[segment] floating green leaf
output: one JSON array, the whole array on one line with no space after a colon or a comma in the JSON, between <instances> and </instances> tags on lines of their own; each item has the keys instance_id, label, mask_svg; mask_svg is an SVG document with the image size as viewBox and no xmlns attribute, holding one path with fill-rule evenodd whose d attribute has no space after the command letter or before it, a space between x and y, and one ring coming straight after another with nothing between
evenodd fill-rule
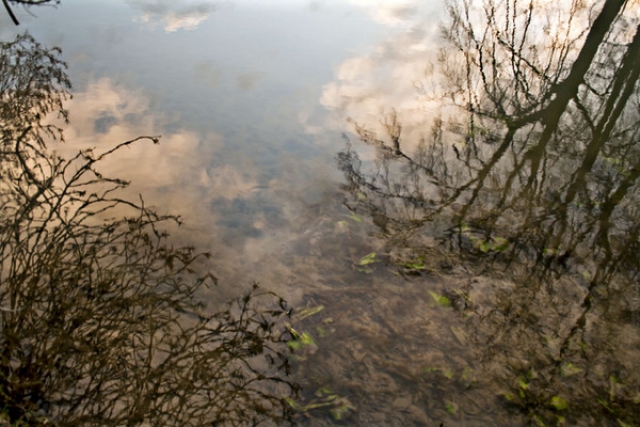
<instances>
[{"instance_id":1,"label":"floating green leaf","mask_svg":"<svg viewBox=\"0 0 640 427\"><path fill-rule=\"evenodd\" d=\"M323 393L325 392L325 393ZM308 405L300 405L298 402L296 402L295 400L293 400L292 398L288 397L288 396L284 396L283 399L284 401L287 403L287 405L289 405L292 409L296 410L296 411L300 411L300 412L307 412L310 411L312 409L318 409L318 408L326 408L328 406L335 406L336 403L335 402L339 402L338 404L342 407L342 406L348 406L348 409L353 409L353 406L351 406L351 404L349 403L349 401L344 398L344 397L340 397L337 394L331 394L330 389L326 388L326 389L320 389L316 392L316 396L321 397L321 399L315 399L313 402L309 403Z\"/></svg>"},{"instance_id":2,"label":"floating green leaf","mask_svg":"<svg viewBox=\"0 0 640 427\"><path fill-rule=\"evenodd\" d=\"M340 421L349 413L353 407L350 404L337 406L329 411L334 420Z\"/></svg>"},{"instance_id":3,"label":"floating green leaf","mask_svg":"<svg viewBox=\"0 0 640 427\"><path fill-rule=\"evenodd\" d=\"M298 404L298 402L296 402L295 400L293 400L292 398L290 398L289 396L283 396L282 397L284 399L284 401L287 403L287 405L289 405L291 407L291 409L294 409L296 411L300 411L302 410L302 406L300 406Z\"/></svg>"},{"instance_id":4,"label":"floating green leaf","mask_svg":"<svg viewBox=\"0 0 640 427\"><path fill-rule=\"evenodd\" d=\"M437 294L433 291L429 291L429 295L435 300L435 302L441 307L450 307L451 300L444 295Z\"/></svg>"},{"instance_id":5,"label":"floating green leaf","mask_svg":"<svg viewBox=\"0 0 640 427\"><path fill-rule=\"evenodd\" d=\"M456 413L456 405L453 403L447 403L444 405L444 408L447 410L447 412L451 415L454 415Z\"/></svg>"},{"instance_id":6,"label":"floating green leaf","mask_svg":"<svg viewBox=\"0 0 640 427\"><path fill-rule=\"evenodd\" d=\"M349 399L342 397L333 392L330 387L322 387L316 390L315 395L318 397L312 404L308 405L308 409L331 406L329 413L334 420L343 420L350 410L355 407L349 402Z\"/></svg>"},{"instance_id":7,"label":"floating green leaf","mask_svg":"<svg viewBox=\"0 0 640 427\"><path fill-rule=\"evenodd\" d=\"M509 249L510 243L504 237L494 237L492 240L493 242L492 242L491 249L493 249L494 251L501 252L506 249Z\"/></svg>"},{"instance_id":8,"label":"floating green leaf","mask_svg":"<svg viewBox=\"0 0 640 427\"><path fill-rule=\"evenodd\" d=\"M560 374L563 377L570 377L572 375L579 374L580 372L582 372L582 368L577 367L571 362L562 365L560 368Z\"/></svg>"},{"instance_id":9,"label":"floating green leaf","mask_svg":"<svg viewBox=\"0 0 640 427\"><path fill-rule=\"evenodd\" d=\"M471 240L473 247L479 249L481 252L487 253L491 248L489 242L486 242L476 236L469 236L469 240Z\"/></svg>"},{"instance_id":10,"label":"floating green leaf","mask_svg":"<svg viewBox=\"0 0 640 427\"><path fill-rule=\"evenodd\" d=\"M349 229L349 223L347 221L338 221L336 222L336 225L338 226L339 230L348 230Z\"/></svg>"},{"instance_id":11,"label":"floating green leaf","mask_svg":"<svg viewBox=\"0 0 640 427\"><path fill-rule=\"evenodd\" d=\"M315 403L308 404L303 408L303 410L309 411L311 409L326 408L327 406L331 406L331 405L332 405L331 402L315 402Z\"/></svg>"},{"instance_id":12,"label":"floating green leaf","mask_svg":"<svg viewBox=\"0 0 640 427\"><path fill-rule=\"evenodd\" d=\"M621 383L620 378L614 375L609 376L609 402L613 401L613 398L615 396L616 384L620 384L620 383Z\"/></svg>"},{"instance_id":13,"label":"floating green leaf","mask_svg":"<svg viewBox=\"0 0 640 427\"><path fill-rule=\"evenodd\" d=\"M358 265L369 265L369 264L373 264L374 262L376 262L376 253L375 252L371 252L368 255L363 256L362 258L360 258L360 262L358 263Z\"/></svg>"},{"instance_id":14,"label":"floating green leaf","mask_svg":"<svg viewBox=\"0 0 640 427\"><path fill-rule=\"evenodd\" d=\"M563 409L567 409L569 407L569 403L567 403L562 396L553 396L551 398L551 406L556 408L558 411L562 411Z\"/></svg>"},{"instance_id":15,"label":"floating green leaf","mask_svg":"<svg viewBox=\"0 0 640 427\"><path fill-rule=\"evenodd\" d=\"M300 336L300 342L303 345L315 344L313 337L306 332L303 332L302 335Z\"/></svg>"},{"instance_id":16,"label":"floating green leaf","mask_svg":"<svg viewBox=\"0 0 640 427\"><path fill-rule=\"evenodd\" d=\"M316 326L316 331L318 332L318 335L320 335L321 337L326 337L327 335L332 334L334 330L324 328L322 326Z\"/></svg>"},{"instance_id":17,"label":"floating green leaf","mask_svg":"<svg viewBox=\"0 0 640 427\"><path fill-rule=\"evenodd\" d=\"M287 341L287 346L289 346L291 350L299 350L304 346L315 344L313 337L309 333L307 332L300 333L295 329L293 329L291 326L288 326L287 329L291 334L291 336L293 337L293 339Z\"/></svg>"},{"instance_id":18,"label":"floating green leaf","mask_svg":"<svg viewBox=\"0 0 640 427\"><path fill-rule=\"evenodd\" d=\"M417 257L417 258L414 258L411 261L401 262L398 265L400 267L402 267L405 271L406 270L409 270L409 271L421 271L421 270L425 270L427 268L427 265L424 262L424 257Z\"/></svg>"},{"instance_id":19,"label":"floating green leaf","mask_svg":"<svg viewBox=\"0 0 640 427\"><path fill-rule=\"evenodd\" d=\"M302 406L290 397L284 397L284 400L292 409L296 411L301 411L301 412L307 412L307 411L310 411L311 409L324 408L327 406L331 406L331 402L313 402L308 405Z\"/></svg>"},{"instance_id":20,"label":"floating green leaf","mask_svg":"<svg viewBox=\"0 0 640 427\"><path fill-rule=\"evenodd\" d=\"M467 344L467 334L462 329L460 329L457 326L450 326L449 329L451 329L453 336L456 337L456 339L460 344L462 345Z\"/></svg>"},{"instance_id":21,"label":"floating green leaf","mask_svg":"<svg viewBox=\"0 0 640 427\"><path fill-rule=\"evenodd\" d=\"M299 350L302 348L302 343L298 340L289 340L287 341L287 345L291 350Z\"/></svg>"},{"instance_id":22,"label":"floating green leaf","mask_svg":"<svg viewBox=\"0 0 640 427\"><path fill-rule=\"evenodd\" d=\"M534 415L534 416L533 416L533 421L535 421L535 422L536 422L536 424L538 424L538 426L539 426L539 427L545 427L545 426L546 426L546 424L544 423L544 421L542 421L542 420L540 419L540 417L539 417L539 416L537 416L537 415Z\"/></svg>"},{"instance_id":23,"label":"floating green leaf","mask_svg":"<svg viewBox=\"0 0 640 427\"><path fill-rule=\"evenodd\" d=\"M318 397L323 397L323 396L338 396L336 394L333 394L333 390L331 390L331 387L320 387L318 390L316 390L316 396Z\"/></svg>"},{"instance_id":24,"label":"floating green leaf","mask_svg":"<svg viewBox=\"0 0 640 427\"><path fill-rule=\"evenodd\" d=\"M319 305L317 307L309 307L309 308L305 308L303 310L300 310L297 314L297 317L299 320L305 319L309 316L313 316L316 313L321 312L322 310L324 310L324 306L323 305Z\"/></svg>"},{"instance_id":25,"label":"floating green leaf","mask_svg":"<svg viewBox=\"0 0 640 427\"><path fill-rule=\"evenodd\" d=\"M468 227L463 227L461 228L461 230L464 235L467 236L469 240L471 240L471 244L473 244L473 247L483 253L487 253L489 251L502 252L508 249L510 246L509 241L504 237L494 236L488 238L487 240L484 240L471 234Z\"/></svg>"},{"instance_id":26,"label":"floating green leaf","mask_svg":"<svg viewBox=\"0 0 640 427\"><path fill-rule=\"evenodd\" d=\"M358 214L352 213L351 215L349 215L349 218L354 220L355 222L362 222L362 217Z\"/></svg>"},{"instance_id":27,"label":"floating green leaf","mask_svg":"<svg viewBox=\"0 0 640 427\"><path fill-rule=\"evenodd\" d=\"M406 264L403 264L402 266L404 268L410 268L412 270L424 270L425 268L427 268L427 265L422 261L408 262Z\"/></svg>"},{"instance_id":28,"label":"floating green leaf","mask_svg":"<svg viewBox=\"0 0 640 427\"><path fill-rule=\"evenodd\" d=\"M518 378L518 386L522 390L527 390L529 388L529 384L527 384L527 382L522 377Z\"/></svg>"},{"instance_id":29,"label":"floating green leaf","mask_svg":"<svg viewBox=\"0 0 640 427\"><path fill-rule=\"evenodd\" d=\"M324 337L326 335L334 333L336 329L333 326L331 326L332 323L333 323L332 317L325 317L324 319L322 319L322 325L318 325L316 327L316 330L318 331L318 335L320 335L321 337Z\"/></svg>"},{"instance_id":30,"label":"floating green leaf","mask_svg":"<svg viewBox=\"0 0 640 427\"><path fill-rule=\"evenodd\" d=\"M587 282L590 282L590 281L591 281L591 278L593 277L593 276L591 275L591 273L590 273L590 272L588 272L587 270L580 270L580 275L581 275L581 276L582 276L582 278L583 278L584 280L586 280Z\"/></svg>"},{"instance_id":31,"label":"floating green leaf","mask_svg":"<svg viewBox=\"0 0 640 427\"><path fill-rule=\"evenodd\" d=\"M360 261L356 264L356 270L360 271L362 273L369 274L373 270L371 270L367 266L371 265L371 264L373 264L375 262L376 262L376 253L375 252L371 252L370 254L367 254L367 255L363 256L362 258L360 258Z\"/></svg>"},{"instance_id":32,"label":"floating green leaf","mask_svg":"<svg viewBox=\"0 0 640 427\"><path fill-rule=\"evenodd\" d=\"M462 375L460 376L460 378L462 378L463 380L468 380L469 378L471 378L472 374L473 374L473 369L469 368L468 366L465 366L465 368L462 370Z\"/></svg>"},{"instance_id":33,"label":"floating green leaf","mask_svg":"<svg viewBox=\"0 0 640 427\"><path fill-rule=\"evenodd\" d=\"M502 252L509 249L509 245L509 241L504 237L492 237L491 241L488 242L489 249L494 252Z\"/></svg>"},{"instance_id":34,"label":"floating green leaf","mask_svg":"<svg viewBox=\"0 0 640 427\"><path fill-rule=\"evenodd\" d=\"M613 409L611 409L611 407L609 406L609 404L608 404L604 399L597 398L597 399L596 399L596 401L597 401L599 404L601 404L602 406L604 406L604 408L605 408L607 411L609 411L609 412L613 413Z\"/></svg>"},{"instance_id":35,"label":"floating green leaf","mask_svg":"<svg viewBox=\"0 0 640 427\"><path fill-rule=\"evenodd\" d=\"M289 333L291 334L291 336L293 337L294 340L297 340L298 338L300 338L300 334L298 333L298 331L296 331L295 329L293 329L291 326L286 325L287 330L289 331Z\"/></svg>"}]
</instances>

◆ ◆ ◆ ◆ ◆

What you are asked to do: Reproduce, exactly and without additions, the run of lines from the start of the listing above to the line bearing "output: one JSON", inclusive.

Exercise output:
[segment] floating green leaf
output: one JSON array, the whole array on one line with no space after a colon or a comma in the JSON, between <instances> and </instances> tags on lines of their own; each item has the keys instance_id, label, mask_svg; mask_svg is an SVG document with the image size as viewBox and no xmlns attribute, holding one path with fill-rule evenodd whose d attribute has no space after the command letter or before it, a space between x and y, and one ring coming straight after another with nothing between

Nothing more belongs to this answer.